GIVEN PROBLEM
Extract each line from the entries below that contains the word "guitar".

DATASET EXTRACT
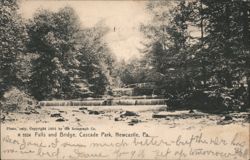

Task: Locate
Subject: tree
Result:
[0,0,27,95]
[28,7,112,100]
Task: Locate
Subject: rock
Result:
[50,113,61,117]
[23,111,31,115]
[115,117,122,121]
[120,111,139,118]
[188,109,194,113]
[56,118,65,122]
[131,119,141,123]
[1,114,5,122]
[79,107,88,110]
[35,105,42,109]
[223,115,233,121]
[30,109,39,114]
[152,114,167,118]
[89,110,100,115]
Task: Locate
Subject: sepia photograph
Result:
[0,0,250,160]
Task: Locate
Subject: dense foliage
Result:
[0,0,115,104]
[139,0,250,111]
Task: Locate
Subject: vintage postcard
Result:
[0,0,250,160]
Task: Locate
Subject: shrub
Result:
[0,87,36,112]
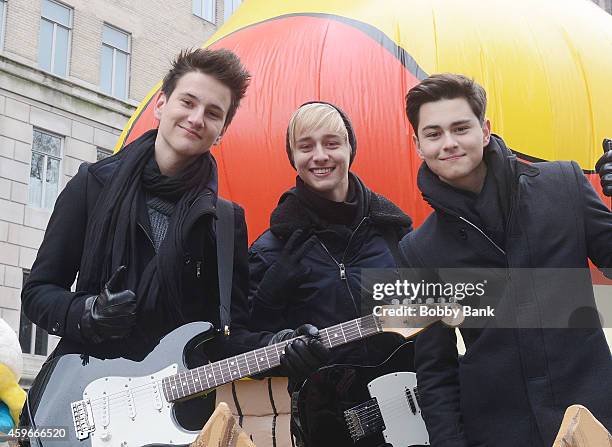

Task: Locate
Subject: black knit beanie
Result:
[285,101,357,169]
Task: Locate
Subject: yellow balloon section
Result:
[117,0,612,240]
[205,0,612,170]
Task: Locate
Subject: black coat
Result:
[249,189,412,364]
[22,152,249,358]
[400,136,612,447]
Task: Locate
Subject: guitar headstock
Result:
[374,303,465,338]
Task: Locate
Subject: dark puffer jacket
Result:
[249,189,412,364]
[400,136,612,447]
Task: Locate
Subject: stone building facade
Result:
[0,0,240,386]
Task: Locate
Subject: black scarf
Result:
[79,130,216,338]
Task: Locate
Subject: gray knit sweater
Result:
[147,196,175,253]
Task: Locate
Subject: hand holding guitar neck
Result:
[81,265,137,343]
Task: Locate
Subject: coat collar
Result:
[270,181,412,239]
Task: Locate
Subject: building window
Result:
[96,147,113,161]
[28,129,62,210]
[38,0,72,76]
[19,270,49,357]
[193,0,216,23]
[0,0,6,49]
[100,25,130,99]
[223,0,242,23]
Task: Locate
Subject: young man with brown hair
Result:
[400,74,612,447]
[22,49,250,358]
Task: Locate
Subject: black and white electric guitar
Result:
[344,371,429,447]
[294,341,429,447]
[28,305,461,447]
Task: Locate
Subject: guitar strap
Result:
[215,197,234,331]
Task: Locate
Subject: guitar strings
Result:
[84,351,278,407]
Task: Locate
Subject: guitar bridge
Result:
[70,399,96,441]
[344,409,365,442]
[344,398,385,442]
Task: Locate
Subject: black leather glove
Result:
[595,138,612,197]
[81,265,136,343]
[257,230,317,306]
[271,324,330,383]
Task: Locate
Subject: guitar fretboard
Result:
[162,315,382,402]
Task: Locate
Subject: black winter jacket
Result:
[400,136,612,447]
[249,186,412,364]
[22,150,250,359]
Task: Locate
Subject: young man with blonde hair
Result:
[249,101,412,445]
[400,74,612,447]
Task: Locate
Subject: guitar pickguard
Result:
[72,364,199,447]
[368,371,429,447]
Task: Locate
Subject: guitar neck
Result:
[162,315,382,402]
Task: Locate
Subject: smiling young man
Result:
[400,74,612,447]
[22,49,250,364]
[249,102,412,445]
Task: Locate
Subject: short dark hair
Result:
[406,73,487,135]
[161,48,251,128]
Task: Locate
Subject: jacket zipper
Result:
[317,217,367,315]
[457,216,506,256]
[317,217,367,280]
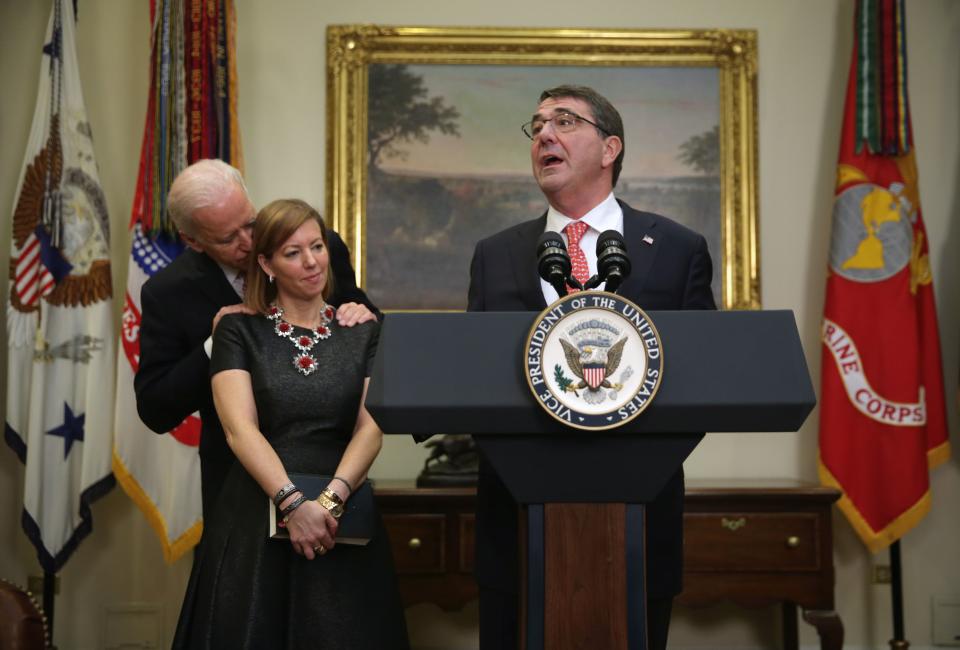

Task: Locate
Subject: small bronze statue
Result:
[417,434,480,487]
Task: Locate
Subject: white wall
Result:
[0,0,960,648]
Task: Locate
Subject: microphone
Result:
[597,230,632,293]
[537,230,579,298]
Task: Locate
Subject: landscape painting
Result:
[328,26,759,310]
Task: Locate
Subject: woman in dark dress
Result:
[174,200,409,650]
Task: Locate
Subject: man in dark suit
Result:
[468,86,716,650]
[134,160,377,524]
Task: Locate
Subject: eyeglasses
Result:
[520,111,612,140]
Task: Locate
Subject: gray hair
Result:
[540,85,627,187]
[167,158,249,237]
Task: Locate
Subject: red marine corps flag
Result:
[819,0,950,552]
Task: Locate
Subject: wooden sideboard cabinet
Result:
[375,481,843,650]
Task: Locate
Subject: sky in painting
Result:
[371,65,720,179]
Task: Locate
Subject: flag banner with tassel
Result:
[819,0,950,552]
[113,0,242,562]
[5,0,116,573]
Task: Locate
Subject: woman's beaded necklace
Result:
[267,305,334,377]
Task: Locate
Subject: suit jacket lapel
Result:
[181,248,240,307]
[617,201,661,297]
[507,212,547,311]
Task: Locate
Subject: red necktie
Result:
[564,221,590,293]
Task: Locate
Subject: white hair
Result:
[167,158,249,237]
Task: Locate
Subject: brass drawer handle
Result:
[720,517,747,533]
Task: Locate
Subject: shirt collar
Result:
[546,192,623,233]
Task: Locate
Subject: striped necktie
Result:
[564,221,590,293]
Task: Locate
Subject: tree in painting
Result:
[367,64,460,172]
[677,125,720,176]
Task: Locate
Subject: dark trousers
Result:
[480,587,673,650]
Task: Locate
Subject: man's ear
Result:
[178,230,206,253]
[601,135,623,168]
[257,253,276,277]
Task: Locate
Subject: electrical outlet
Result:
[873,564,890,585]
[27,575,60,601]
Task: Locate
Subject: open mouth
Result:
[540,154,563,169]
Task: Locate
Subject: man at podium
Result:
[467,86,716,650]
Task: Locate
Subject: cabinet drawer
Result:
[383,514,446,574]
[683,512,820,572]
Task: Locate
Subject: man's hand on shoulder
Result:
[337,302,377,327]
[210,302,257,336]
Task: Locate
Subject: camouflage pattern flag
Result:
[113,0,242,562]
[819,0,950,552]
[5,0,115,573]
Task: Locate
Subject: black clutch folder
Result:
[267,474,376,546]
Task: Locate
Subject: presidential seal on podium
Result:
[523,291,663,431]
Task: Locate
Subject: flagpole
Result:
[890,539,910,650]
[43,571,57,648]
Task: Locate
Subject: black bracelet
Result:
[280,493,307,521]
[331,476,353,498]
[273,483,300,508]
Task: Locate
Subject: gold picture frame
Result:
[326,25,760,309]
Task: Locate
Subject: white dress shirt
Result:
[203,262,244,357]
[540,192,623,305]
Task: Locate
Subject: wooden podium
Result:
[366,311,816,650]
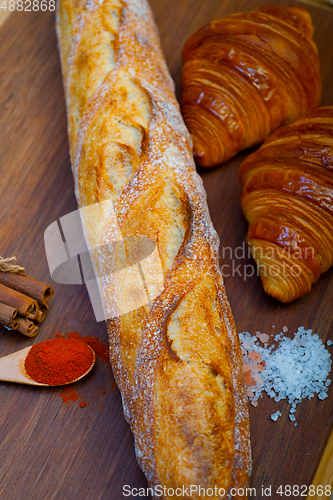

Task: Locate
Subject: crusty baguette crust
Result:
[57,0,251,499]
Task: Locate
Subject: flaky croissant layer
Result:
[239,106,333,302]
[181,6,321,167]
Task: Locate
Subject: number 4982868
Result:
[0,0,55,12]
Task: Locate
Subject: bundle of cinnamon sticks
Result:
[0,271,54,337]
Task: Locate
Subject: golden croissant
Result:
[239,106,333,302]
[181,6,321,167]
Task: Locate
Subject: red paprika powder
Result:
[24,339,95,385]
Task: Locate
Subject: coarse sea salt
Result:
[239,327,332,421]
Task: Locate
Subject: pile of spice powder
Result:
[239,327,332,425]
[24,338,94,386]
[56,332,110,364]
[56,332,117,408]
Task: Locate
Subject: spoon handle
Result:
[0,347,41,385]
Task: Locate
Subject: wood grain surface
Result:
[0,0,333,500]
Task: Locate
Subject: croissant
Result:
[181,6,321,167]
[239,106,333,302]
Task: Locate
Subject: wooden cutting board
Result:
[0,0,333,500]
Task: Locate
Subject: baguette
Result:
[57,0,251,499]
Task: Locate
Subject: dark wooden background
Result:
[0,0,333,500]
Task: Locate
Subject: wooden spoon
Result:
[0,346,96,387]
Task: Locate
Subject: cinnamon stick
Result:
[0,271,54,304]
[0,284,38,319]
[13,316,39,337]
[0,304,18,328]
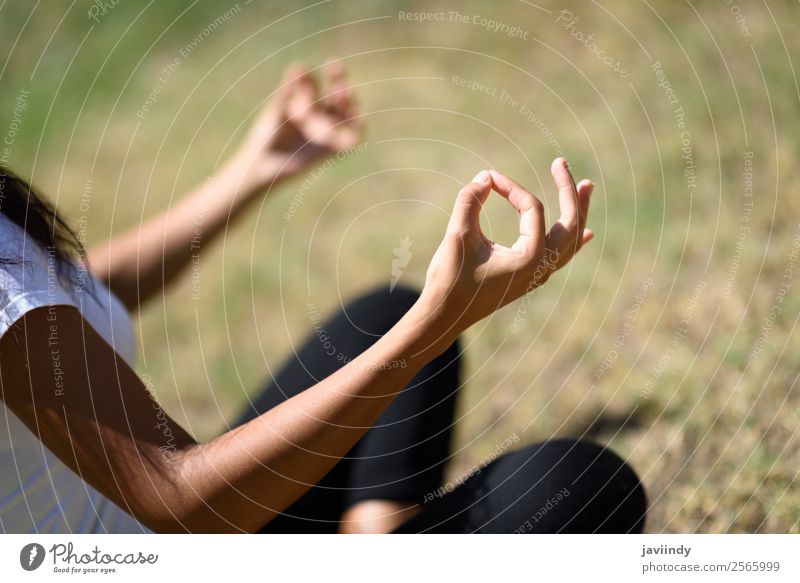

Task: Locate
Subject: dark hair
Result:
[0,166,85,282]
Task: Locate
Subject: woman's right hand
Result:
[422,158,594,335]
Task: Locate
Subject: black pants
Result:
[234,286,646,533]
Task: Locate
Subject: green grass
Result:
[0,0,800,532]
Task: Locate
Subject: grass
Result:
[0,0,800,532]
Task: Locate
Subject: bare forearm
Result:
[147,296,452,532]
[89,163,276,309]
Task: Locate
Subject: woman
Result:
[0,67,645,532]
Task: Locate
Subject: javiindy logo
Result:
[19,543,46,571]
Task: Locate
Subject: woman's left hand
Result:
[227,63,362,191]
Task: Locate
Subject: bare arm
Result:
[88,65,360,309]
[0,163,591,532]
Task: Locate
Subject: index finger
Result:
[550,158,578,231]
[489,170,545,250]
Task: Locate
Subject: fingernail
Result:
[472,170,489,184]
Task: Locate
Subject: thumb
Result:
[448,170,492,233]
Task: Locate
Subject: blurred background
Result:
[0,0,800,532]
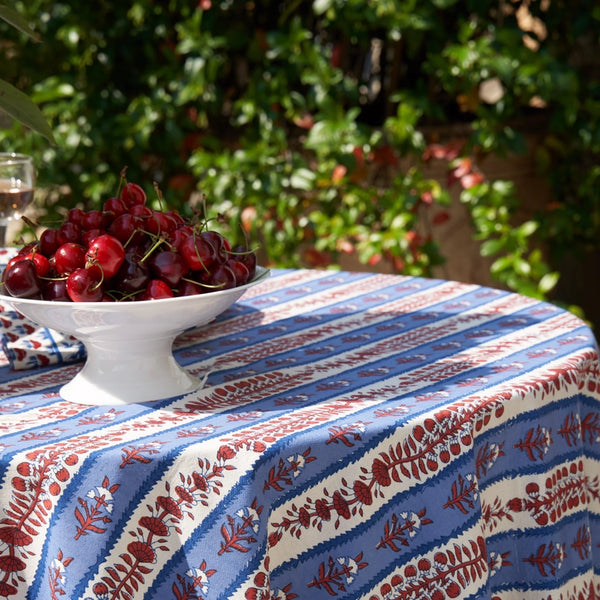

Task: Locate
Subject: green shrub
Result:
[0,0,600,324]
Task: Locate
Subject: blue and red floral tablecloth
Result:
[0,262,600,600]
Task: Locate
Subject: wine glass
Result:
[0,152,35,248]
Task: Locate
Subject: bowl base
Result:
[60,338,203,406]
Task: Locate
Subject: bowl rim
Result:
[0,265,271,310]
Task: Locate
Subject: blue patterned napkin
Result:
[0,248,85,371]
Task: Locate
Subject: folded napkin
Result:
[0,248,85,371]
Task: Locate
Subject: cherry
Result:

THE COMPLETED TASK
Subject: guitar headstock
Subject: hand holding guitar neck
Subject: black and white electric guitar
Subject: guitar strap
Subject: guitar strings
Subject: guitar bridge
Subject: guitar fretboard
Subject: guitar pickguard
Subject: guitar neck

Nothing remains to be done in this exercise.